Given records start

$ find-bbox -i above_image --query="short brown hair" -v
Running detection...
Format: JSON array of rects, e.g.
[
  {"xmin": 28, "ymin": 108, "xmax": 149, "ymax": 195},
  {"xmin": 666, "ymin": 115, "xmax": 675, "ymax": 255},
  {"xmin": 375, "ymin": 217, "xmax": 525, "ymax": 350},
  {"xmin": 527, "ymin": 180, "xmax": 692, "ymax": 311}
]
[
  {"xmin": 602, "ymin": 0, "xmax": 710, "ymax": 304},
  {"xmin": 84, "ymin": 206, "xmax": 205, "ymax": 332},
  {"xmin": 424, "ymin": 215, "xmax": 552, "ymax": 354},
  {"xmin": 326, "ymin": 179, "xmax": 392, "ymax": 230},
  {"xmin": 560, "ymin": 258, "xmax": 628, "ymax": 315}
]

Given records end

__What the exercise asks__:
Reproduce all of the items above with "short brown hair" renamed to "curly red hair" wherever it occurs, and keep every other line and character the same.

__Exercise response__:
$ find-bbox -i above_image --query="curly red hair" -v
Running detection...
Format: JSON array of rects, e.g.
[
  {"xmin": 28, "ymin": 108, "xmax": 149, "ymax": 195},
  {"xmin": 666, "ymin": 115, "xmax": 675, "ymax": 255},
  {"xmin": 375, "ymin": 217, "xmax": 525, "ymax": 350},
  {"xmin": 527, "ymin": 180, "xmax": 692, "ymax": 311}
]
[
  {"xmin": 602, "ymin": 0, "xmax": 710, "ymax": 304},
  {"xmin": 84, "ymin": 206, "xmax": 205, "ymax": 332},
  {"xmin": 424, "ymin": 215, "xmax": 552, "ymax": 354},
  {"xmin": 326, "ymin": 179, "xmax": 392, "ymax": 230},
  {"xmin": 560, "ymin": 258, "xmax": 628, "ymax": 315}
]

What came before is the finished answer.